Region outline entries
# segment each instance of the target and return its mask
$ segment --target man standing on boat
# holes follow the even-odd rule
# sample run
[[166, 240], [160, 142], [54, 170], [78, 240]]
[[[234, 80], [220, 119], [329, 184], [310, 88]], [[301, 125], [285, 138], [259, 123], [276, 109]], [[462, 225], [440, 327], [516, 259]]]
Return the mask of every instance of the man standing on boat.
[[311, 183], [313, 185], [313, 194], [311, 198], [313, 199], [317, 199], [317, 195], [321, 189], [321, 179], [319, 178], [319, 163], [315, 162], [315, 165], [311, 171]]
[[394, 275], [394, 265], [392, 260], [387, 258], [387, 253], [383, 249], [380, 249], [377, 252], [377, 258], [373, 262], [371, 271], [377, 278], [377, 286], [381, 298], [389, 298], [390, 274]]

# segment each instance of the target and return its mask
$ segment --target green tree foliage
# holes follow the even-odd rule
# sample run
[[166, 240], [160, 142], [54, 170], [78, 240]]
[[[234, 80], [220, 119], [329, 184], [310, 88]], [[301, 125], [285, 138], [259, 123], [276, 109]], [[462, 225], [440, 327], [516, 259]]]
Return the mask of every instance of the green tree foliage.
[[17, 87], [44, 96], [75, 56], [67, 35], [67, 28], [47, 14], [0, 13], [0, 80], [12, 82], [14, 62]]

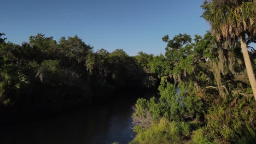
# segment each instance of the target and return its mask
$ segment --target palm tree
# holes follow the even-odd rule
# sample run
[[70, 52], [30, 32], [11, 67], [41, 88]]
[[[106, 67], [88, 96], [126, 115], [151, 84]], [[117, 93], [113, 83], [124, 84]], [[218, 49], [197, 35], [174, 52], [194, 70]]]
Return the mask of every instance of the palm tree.
[[256, 35], [256, 0], [206, 0], [202, 8], [205, 10], [202, 16], [210, 22], [219, 41], [240, 39], [256, 100], [256, 81], [246, 43], [246, 37]]

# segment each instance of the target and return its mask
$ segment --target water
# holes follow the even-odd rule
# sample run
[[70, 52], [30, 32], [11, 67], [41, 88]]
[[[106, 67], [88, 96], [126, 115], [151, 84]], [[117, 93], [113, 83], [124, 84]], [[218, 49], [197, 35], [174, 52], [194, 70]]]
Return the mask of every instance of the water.
[[[147, 97], [152, 96], [148, 94]], [[50, 118], [19, 124], [2, 123], [0, 143], [127, 143], [135, 135], [131, 130], [131, 107], [143, 94], [125, 95]]]

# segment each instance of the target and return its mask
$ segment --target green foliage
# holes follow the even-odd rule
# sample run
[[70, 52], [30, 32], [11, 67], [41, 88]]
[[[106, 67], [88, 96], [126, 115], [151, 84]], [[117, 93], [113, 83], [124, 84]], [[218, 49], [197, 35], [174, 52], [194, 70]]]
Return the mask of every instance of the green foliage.
[[159, 123], [138, 134], [130, 143], [183, 143], [182, 137], [189, 134], [188, 124], [162, 118]]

▶ GIVEN EXERCISE
Reproduce every line of the region outline entries above verbatim, leaving out the pictures.

▶ FULL ANSWER
# segment each instance of the target and return its mask
$ segment --target man standing on boat
# holes follow the even-odd rule
# sample run
[[166, 240], [160, 142], [54, 170], [78, 240]]
[[[234, 80], [220, 119], [329, 184], [310, 88]], [[301, 125], [285, 138], [259, 123], [276, 109]], [[462, 225], [440, 327], [516, 259]]]
Return the mask of every instance of the man standing on boat.
[[311, 183], [313, 185], [313, 194], [311, 198], [313, 199], [317, 199], [317, 195], [321, 189], [321, 179], [319, 178], [319, 163], [315, 162], [315, 165], [311, 171]]
[[394, 275], [394, 265], [392, 260], [387, 258], [387, 253], [383, 249], [380, 249], [377, 252], [377, 258], [373, 262], [371, 271], [377, 278], [377, 286], [381, 298], [389, 298], [390, 274]]

# segment each instance of the target and return its mask
$ segment --target green tree foliage
# holes follow the even-odd rule
# sample run
[[166, 240], [160, 142], [54, 170], [78, 240]]
[[[234, 80], [220, 119], [329, 184], [310, 88]], [[301, 125], [285, 138], [259, 123], [276, 109]], [[462, 225], [440, 327], [516, 259]]]
Return the mask of every instance of the green tree foliage.
[[17, 87], [44, 96], [75, 56], [67, 35], [67, 28], [47, 14], [0, 13], [0, 80], [12, 82], [14, 62]]

# segment each instance of the target and return its mask
$ segment --target palm tree
# holes follow the even-odd rule
# sample run
[[70, 52], [30, 32], [11, 67], [41, 88]]
[[[106, 67], [88, 96], [126, 115], [151, 84]], [[117, 93], [113, 83], [124, 84]], [[218, 49], [197, 35], [174, 52], [194, 70]]]
Return the mask of every instance of the palm tree.
[[256, 35], [256, 0], [206, 0], [202, 8], [205, 10], [202, 16], [210, 22], [219, 41], [240, 39], [256, 100], [256, 81], [246, 43], [246, 37]]

# segment each instance of the target and return its mask
$ segment --target water
# holes follow the even-odd rule
# sample run
[[70, 52], [30, 32], [11, 67], [41, 88]]
[[[106, 67], [88, 96], [126, 115], [151, 84]], [[117, 93], [113, 83], [124, 84]], [[218, 49], [197, 35], [174, 52], [194, 70]]]
Return the mask of every instance of the water.
[[[147, 97], [152, 96], [148, 94]], [[50, 118], [19, 124], [2, 123], [0, 143], [127, 143], [135, 135], [131, 130], [131, 107], [143, 94], [125, 95]]]

# segment each instance of the target and return its mask
$ segment --target green foliage
# holes follow the even-odd rule
# sample run
[[70, 52], [30, 32], [11, 67], [41, 88]]
[[[106, 67], [88, 96], [126, 115], [151, 84]], [[117, 93], [113, 83], [124, 84]], [[218, 49], [197, 35], [174, 52], [194, 70]]]
Return the mask of every instance of the green foliage.
[[159, 123], [138, 134], [130, 143], [183, 143], [182, 137], [189, 134], [188, 124], [162, 118]]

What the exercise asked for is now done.